### Exercise instructions
Rewrite all of the records below with "Locate" changed to "Find" everywhere it occurs, keeping everything else the same, and leave the pictures out.

* Begin Record list *

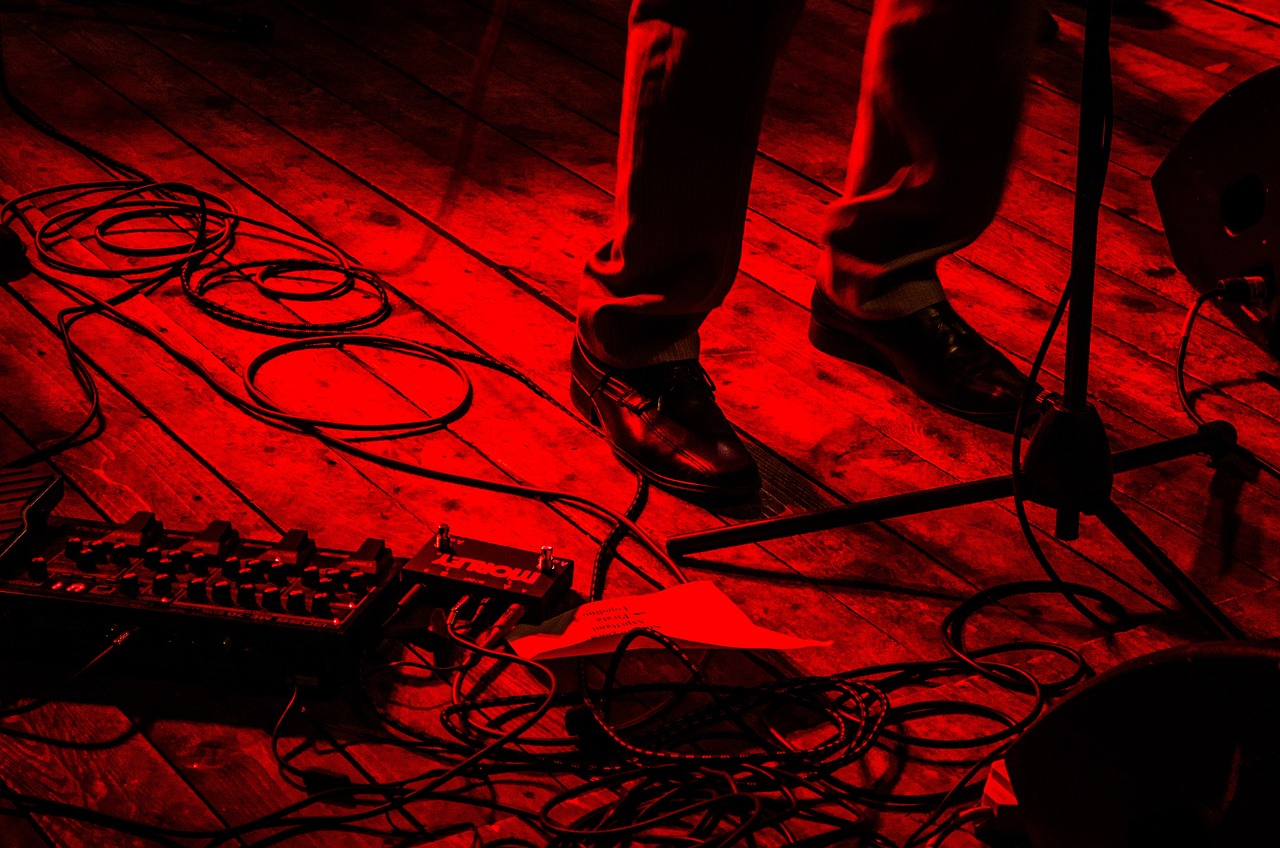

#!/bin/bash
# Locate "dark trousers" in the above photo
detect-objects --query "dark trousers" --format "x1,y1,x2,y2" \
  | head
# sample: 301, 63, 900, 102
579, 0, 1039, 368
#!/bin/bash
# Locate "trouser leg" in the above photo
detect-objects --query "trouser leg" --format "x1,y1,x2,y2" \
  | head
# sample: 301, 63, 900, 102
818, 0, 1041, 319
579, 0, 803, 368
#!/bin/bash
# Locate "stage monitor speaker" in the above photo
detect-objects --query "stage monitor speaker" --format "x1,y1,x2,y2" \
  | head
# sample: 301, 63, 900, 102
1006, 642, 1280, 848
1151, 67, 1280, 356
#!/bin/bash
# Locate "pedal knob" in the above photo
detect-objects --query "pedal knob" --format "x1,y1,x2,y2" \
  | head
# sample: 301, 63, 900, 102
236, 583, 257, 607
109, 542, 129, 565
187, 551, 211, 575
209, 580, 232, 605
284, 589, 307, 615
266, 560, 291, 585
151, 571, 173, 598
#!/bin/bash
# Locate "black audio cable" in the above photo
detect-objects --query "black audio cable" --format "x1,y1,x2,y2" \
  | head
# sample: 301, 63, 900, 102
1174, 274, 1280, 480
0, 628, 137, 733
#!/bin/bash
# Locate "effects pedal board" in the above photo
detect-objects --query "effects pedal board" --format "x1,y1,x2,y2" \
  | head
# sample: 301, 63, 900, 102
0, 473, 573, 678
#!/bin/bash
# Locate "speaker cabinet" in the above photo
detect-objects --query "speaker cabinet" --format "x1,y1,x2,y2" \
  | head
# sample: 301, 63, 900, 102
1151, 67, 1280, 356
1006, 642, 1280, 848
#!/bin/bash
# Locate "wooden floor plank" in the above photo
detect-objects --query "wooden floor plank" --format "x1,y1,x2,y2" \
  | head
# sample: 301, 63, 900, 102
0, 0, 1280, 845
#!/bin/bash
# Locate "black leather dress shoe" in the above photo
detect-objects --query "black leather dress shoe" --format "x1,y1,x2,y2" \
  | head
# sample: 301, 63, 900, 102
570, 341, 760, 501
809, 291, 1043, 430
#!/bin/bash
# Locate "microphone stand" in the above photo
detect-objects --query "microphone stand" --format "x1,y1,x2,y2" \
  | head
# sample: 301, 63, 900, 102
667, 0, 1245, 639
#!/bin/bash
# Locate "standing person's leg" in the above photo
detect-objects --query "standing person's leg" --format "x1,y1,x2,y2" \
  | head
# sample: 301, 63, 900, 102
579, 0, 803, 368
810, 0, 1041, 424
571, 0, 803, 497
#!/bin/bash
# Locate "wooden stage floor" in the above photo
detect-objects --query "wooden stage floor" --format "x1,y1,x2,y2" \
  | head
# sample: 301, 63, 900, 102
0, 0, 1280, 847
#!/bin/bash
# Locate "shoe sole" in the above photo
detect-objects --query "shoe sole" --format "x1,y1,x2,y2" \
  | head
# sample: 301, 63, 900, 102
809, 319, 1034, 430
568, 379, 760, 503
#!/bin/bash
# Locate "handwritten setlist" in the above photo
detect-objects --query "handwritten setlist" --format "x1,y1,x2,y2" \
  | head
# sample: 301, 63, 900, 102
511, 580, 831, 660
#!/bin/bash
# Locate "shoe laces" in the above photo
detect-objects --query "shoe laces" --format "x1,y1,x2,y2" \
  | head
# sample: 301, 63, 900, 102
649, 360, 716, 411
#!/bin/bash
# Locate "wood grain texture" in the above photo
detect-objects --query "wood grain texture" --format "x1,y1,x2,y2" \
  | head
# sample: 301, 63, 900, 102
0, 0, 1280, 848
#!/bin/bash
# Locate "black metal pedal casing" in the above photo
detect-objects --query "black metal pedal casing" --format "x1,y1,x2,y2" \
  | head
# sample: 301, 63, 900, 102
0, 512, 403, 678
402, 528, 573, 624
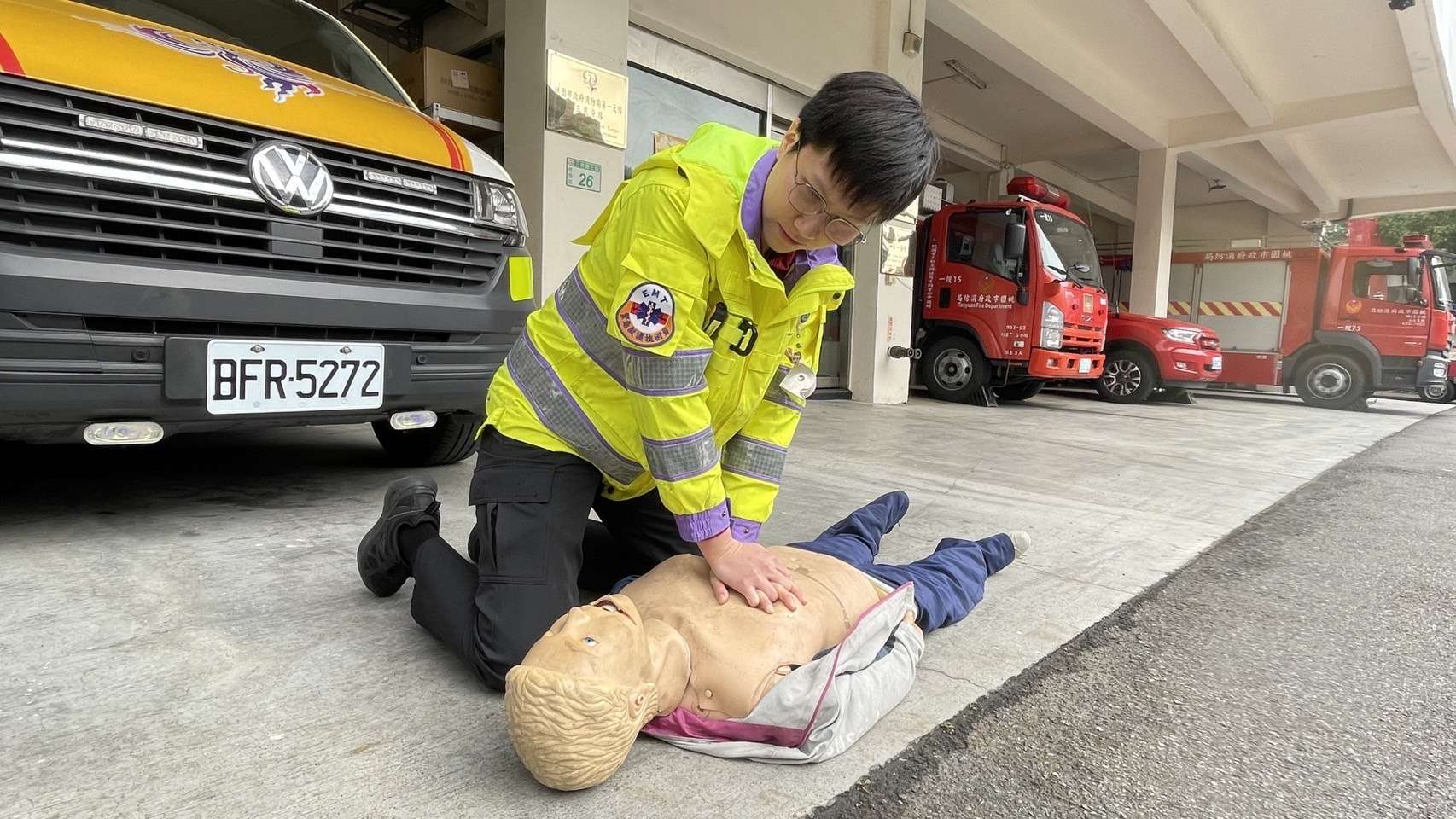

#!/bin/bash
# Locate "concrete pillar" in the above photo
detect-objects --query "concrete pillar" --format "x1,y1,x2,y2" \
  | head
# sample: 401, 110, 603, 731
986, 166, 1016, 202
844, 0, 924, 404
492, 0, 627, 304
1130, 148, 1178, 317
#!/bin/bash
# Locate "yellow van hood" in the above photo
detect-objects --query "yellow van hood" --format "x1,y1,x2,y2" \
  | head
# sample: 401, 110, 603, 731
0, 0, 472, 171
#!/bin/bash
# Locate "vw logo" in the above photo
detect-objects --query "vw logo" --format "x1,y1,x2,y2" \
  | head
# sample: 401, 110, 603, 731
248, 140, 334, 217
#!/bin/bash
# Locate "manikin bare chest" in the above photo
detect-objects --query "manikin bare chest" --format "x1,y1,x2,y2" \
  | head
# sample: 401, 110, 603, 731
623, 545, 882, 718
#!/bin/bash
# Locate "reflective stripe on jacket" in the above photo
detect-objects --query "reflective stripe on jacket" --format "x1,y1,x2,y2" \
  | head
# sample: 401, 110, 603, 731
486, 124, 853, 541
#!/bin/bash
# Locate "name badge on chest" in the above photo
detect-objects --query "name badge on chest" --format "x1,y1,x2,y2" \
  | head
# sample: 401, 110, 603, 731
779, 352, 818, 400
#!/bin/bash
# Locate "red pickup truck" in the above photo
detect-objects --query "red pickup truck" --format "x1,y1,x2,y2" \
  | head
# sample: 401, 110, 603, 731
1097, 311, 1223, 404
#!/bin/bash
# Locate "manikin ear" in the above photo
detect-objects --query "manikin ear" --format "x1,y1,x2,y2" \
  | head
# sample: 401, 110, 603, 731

* End Record list *

### Exercise result
#!/bin/bash
# Find "dark trousers" in the above photo
detect-objects --query "dark trousers" --format "x1,y1,x2,y2" \
  | head
# sample: 301, 63, 900, 102
579, 0, 1039, 368
#!/bin/bash
# Find "trouser leg" in the above photo
detect-objects --query "trouser leg" --format "x1,y1,x2,y2" \
  | head
# sample: 301, 63, 900, 102
818, 0, 1041, 319
579, 0, 803, 368
#!/bin/bash
# Find "stage monitor speaker" in the above photo
detect-objects --query "stage monitor speaker" --format "x1,y1,x2,y2" \
  | head
# sample: 301, 63, 900, 102
1006, 642, 1280, 848
1151, 67, 1280, 356
#!/bin/bash
# Find "pedal knob" in the above photo
detect-objects --query "pedal knob" --format "x1,y1,x2,y2" \
  | head
# sample: 301, 63, 900, 102
236, 583, 257, 607
109, 542, 129, 565
187, 551, 211, 575
209, 580, 232, 605
284, 589, 307, 615
266, 560, 291, 585
151, 571, 173, 598
#!/bin/bash
# Find "black audio cable" in the above photo
detect-objects --query "black audio cable" --format "x1,y1,x2,y2" \
  | head
# sample: 301, 63, 900, 102
1174, 274, 1280, 480
0, 628, 137, 733
#!/bin/bash
# Find "effects pedal board" in the above photo
detect-objects --query "effects pedal board" --format "x1,y1,x2,y2" \
  | head
# sample: 301, 63, 900, 102
0, 473, 573, 678
#!/bin/bash
# Find "speaker cabinet" in the above photo
detect-objects --query "speaker cabinet" --format "x1,y1,x2,y2" \
  | head
# sample: 301, 63, 900, 102
1151, 67, 1280, 356
1006, 642, 1280, 848
#!/bin/bash
# Find "wooden floor plank" in the above photo
detect-objects --query "wooden floor plank" --format "x1,y1,x2,y2" \
  | head
# sample: 301, 63, 900, 102
0, 0, 1280, 845
#!/bin/bash
# Find "black leather dress shoe" in the above photo
detect-objects --query "black leather dress shoe" --format "x1,y1,x2,y2" \
  | head
# sample: 301, 63, 900, 102
570, 341, 760, 501
809, 291, 1043, 430
#!/bin/bash
# Find "microphone stand" in the above photo
detect-objects --query "microphone stand" --format "x1,y1,x2,y2" \
  | head
# sample: 301, 63, 900, 102
667, 0, 1245, 639
#!/bin/bash
# Find "standing person's leg" in the above photo
detect-objects --query "standing person's leg" --format "x1,y1,x2,y2" \
  | head
# sample: 301, 63, 900, 102
579, 0, 803, 368
810, 0, 1041, 424
571, 0, 803, 497
#!/bin/bash
# Find "wooden stage floor" in the above photo
detect-objects --query "wooden stage floor" --format "x1,y1,x2,y2" \
  | head
# sample: 301, 63, 900, 102
0, 0, 1280, 847
#!/bin/bash
# Find "shoe sole" in the above photo
detect-objects --query "shoe sole" --format "x1,y1,x2,y2" \
  | head
# sample: 301, 63, 900, 102
809, 319, 1034, 430
568, 379, 760, 503
#!/bin/bash
# Find "handwritten setlist" in the above photo
detect-objects --query "handwritten setlist" --format "x1,y1,x2,y2" \
  | head
# sample: 301, 63, 900, 102
511, 580, 831, 660
#!/bin/bash
# Find "shoe laces" in the above photo
detect-objects --query "shoe laces" --format "x1,y1,x2,y2" \
  | head
# sample: 301, 63, 900, 102
649, 360, 716, 411
#!/bin/bash
# Find "wood grain texture" in the above photo
detect-objects --query "wood grain texture" --format "x1,y1,x2,y2" \
  | head
# sample: 301, 63, 900, 102
0, 0, 1280, 848
#!/bin/bash
# Find "black metal pedal casing" in the above photo
detect-objects --query "black metal pedal casing" --format "x1,y1,x2,y2" \
  | head
# sample: 301, 63, 900, 102
0, 512, 403, 678
402, 528, 573, 624

#!/bin/bash
# Find "concrete pillar" in the above photo
detect-objects --query "concrete pillar" --format "x1,y1,x2,y2" \
  | head
# sample: 401, 110, 603, 731
986, 166, 1016, 202
844, 0, 924, 404
492, 0, 627, 304
1130, 148, 1178, 317
#!/bin/bash
# Find "yellow van hood" in the above photo
detect-objects --query "yellow van hood" --format "x1,y1,x2,y2" \
  | head
# sample: 401, 110, 603, 731
0, 0, 472, 171
#!/bin/bash
# Find "vw logo" in the above photo
detect-objects --query "vw logo" --format "x1,y1,x2,y2" \
  | head
# sample: 401, 110, 603, 731
248, 140, 334, 217
#!/bin/bash
# Find "manikin bare chest" in the above photo
detect-objects --query "manikin bare chest" --format "x1,y1,x2,y2" \
  | head
# sample: 401, 110, 603, 731
623, 545, 882, 718
#!/bin/bash
# Find "reflective stripe on jacket" in the above photo
detect-objects --query "reflective stripe on jacket" --format "x1,y1,x2,y2" \
  | head
# sample: 401, 110, 603, 731
486, 124, 853, 541
#!/bin/bash
# Find "name badge on chest" in the above photo
detect-objects --query "name badge on chest" --format "x1,y1,x2,y2" \
  | head
# sample: 401, 110, 603, 731
779, 352, 818, 400
#!/bin/bash
# Find "red pickup truck" in the above photo
detect-objects --query "red pickup truck" --format "x1,y1,x2,y2" \
  | head
# sample: 401, 110, 603, 731
1097, 311, 1223, 404
#!/bin/bash
# Find "manikin ear" in the above photo
detect-objects --query "manikin ear" --format "x1,y1,x2,y2" \
  | head
# sample: 401, 110, 603, 731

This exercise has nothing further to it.